Wednesday, June 28, 2017

More of the story unfolds in Kingston murder

The murder of little Kingston Frazier returned to the news this week when a preliminary hearing was held Monday for Dwan Wakefield, Jr., Byron McBride, Jr., and DeAllen Washington. All three men are charged with capital murder in the death of six year-old Kingston Frazier. Madison County Justice Court Judge Bruce McKinley ordered that the defendants be bound over to the grand jury. JJ purchased a copy of the transcripts of the preliminary hearings and posted them below.  Read what took place in the courtroom Monday for yourself.  There was a great deal of very disturbing testimony. 


This correspondent reported on the hearing in this  earlier post Monday. Cameras were not allowed in the courtroom but JJ will get to read the authentic record of the hearings if they desire to do so. 





16 comments:

Anonymous said...

So it was Wakefield's aunt who provided the information on the car to law enforcement.

Anonymous said...

Yes, it was not the diligent work of Victor Masons Investigative skills. He and the enept Deputy working Kroger that night dropped the ball in every way and lies about it.
JPD did their job and the Sheriff's Office failed miserably as they have since electing that Sexual Predator Victor Mason.

Anonymous said...

OK, Kingfish. So all but the most innocuous posts are rejected. Message received.

So long, all.

Anonymous said...

Curious, KF: Which of the defendants' lawyer arranged for the court reporter?

Anonymous said...

STORED RECORDS:
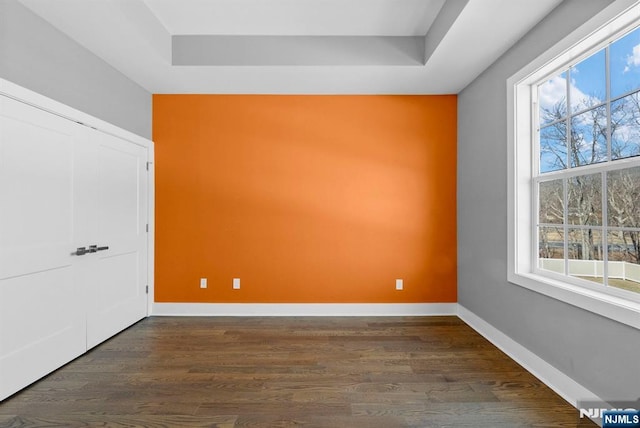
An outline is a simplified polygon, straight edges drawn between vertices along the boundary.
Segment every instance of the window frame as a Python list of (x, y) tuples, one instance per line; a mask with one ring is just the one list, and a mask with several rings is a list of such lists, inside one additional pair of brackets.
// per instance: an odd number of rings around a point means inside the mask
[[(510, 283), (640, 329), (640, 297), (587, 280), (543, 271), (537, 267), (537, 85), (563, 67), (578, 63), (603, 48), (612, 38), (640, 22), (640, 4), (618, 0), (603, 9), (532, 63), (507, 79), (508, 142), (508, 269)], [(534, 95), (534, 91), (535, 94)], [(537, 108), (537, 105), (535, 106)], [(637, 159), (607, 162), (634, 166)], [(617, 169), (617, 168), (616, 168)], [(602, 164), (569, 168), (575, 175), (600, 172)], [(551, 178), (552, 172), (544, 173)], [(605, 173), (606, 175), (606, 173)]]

--

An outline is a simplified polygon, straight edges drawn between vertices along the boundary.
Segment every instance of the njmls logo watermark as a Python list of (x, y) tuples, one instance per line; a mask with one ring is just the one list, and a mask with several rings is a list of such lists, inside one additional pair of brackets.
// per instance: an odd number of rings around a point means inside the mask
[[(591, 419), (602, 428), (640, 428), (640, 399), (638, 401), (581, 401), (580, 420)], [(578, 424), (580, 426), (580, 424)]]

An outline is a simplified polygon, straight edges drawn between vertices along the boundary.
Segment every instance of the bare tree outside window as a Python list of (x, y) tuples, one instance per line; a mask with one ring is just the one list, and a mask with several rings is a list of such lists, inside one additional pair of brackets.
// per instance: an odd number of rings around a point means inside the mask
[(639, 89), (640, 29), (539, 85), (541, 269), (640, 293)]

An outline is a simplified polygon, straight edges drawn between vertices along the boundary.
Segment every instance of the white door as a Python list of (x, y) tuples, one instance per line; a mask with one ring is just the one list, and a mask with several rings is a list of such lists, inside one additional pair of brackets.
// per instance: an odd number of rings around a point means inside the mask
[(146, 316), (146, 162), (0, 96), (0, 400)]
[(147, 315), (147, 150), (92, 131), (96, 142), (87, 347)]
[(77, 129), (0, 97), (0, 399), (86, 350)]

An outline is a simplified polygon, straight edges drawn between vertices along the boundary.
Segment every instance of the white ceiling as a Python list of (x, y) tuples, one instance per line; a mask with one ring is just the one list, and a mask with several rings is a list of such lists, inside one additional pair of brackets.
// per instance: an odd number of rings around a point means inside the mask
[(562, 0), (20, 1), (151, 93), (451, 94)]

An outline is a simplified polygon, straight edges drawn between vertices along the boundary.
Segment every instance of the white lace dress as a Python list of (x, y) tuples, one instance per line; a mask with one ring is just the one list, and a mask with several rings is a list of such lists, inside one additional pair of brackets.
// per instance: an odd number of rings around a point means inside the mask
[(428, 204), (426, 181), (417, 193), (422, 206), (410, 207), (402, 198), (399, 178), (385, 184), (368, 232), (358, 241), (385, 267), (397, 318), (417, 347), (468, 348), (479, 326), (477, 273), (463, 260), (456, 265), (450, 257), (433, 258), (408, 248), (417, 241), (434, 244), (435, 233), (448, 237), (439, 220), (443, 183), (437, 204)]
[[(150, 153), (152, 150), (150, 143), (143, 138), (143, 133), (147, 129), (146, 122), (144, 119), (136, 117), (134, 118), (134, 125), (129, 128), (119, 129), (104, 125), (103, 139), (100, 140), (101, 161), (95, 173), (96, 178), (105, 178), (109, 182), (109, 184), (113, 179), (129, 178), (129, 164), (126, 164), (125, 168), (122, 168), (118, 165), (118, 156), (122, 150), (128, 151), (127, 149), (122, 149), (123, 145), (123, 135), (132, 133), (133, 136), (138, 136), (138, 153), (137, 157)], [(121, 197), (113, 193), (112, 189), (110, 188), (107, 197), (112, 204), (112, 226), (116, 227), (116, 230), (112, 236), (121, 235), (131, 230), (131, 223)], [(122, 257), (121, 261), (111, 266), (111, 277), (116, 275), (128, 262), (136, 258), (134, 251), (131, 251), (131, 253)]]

AIM OF THE TASK:
Revise the blog post from "So it was Wakefield's" up to and including "So long, all.", replacing "Message received" with "Point taken". The data has no connection to the blog post.

CORRECT RESULT:
So it was Wakefield's aunt who provided the information on the car to law enforcement.

Anonymous said...

Yes, it was not the diligent work of Victor Masons Investigative skills. He and the enept Deputy working Kroger that night dropped the ball in every way and lies about it.
JPD did their job and the Sheriff's Office failed miserably as they have since electing that Sexual Predator Victor Mason.

Anonymous said...

OK, Kingfish. So all but the most innocuous posts are rejected. Point taken.

So long, all.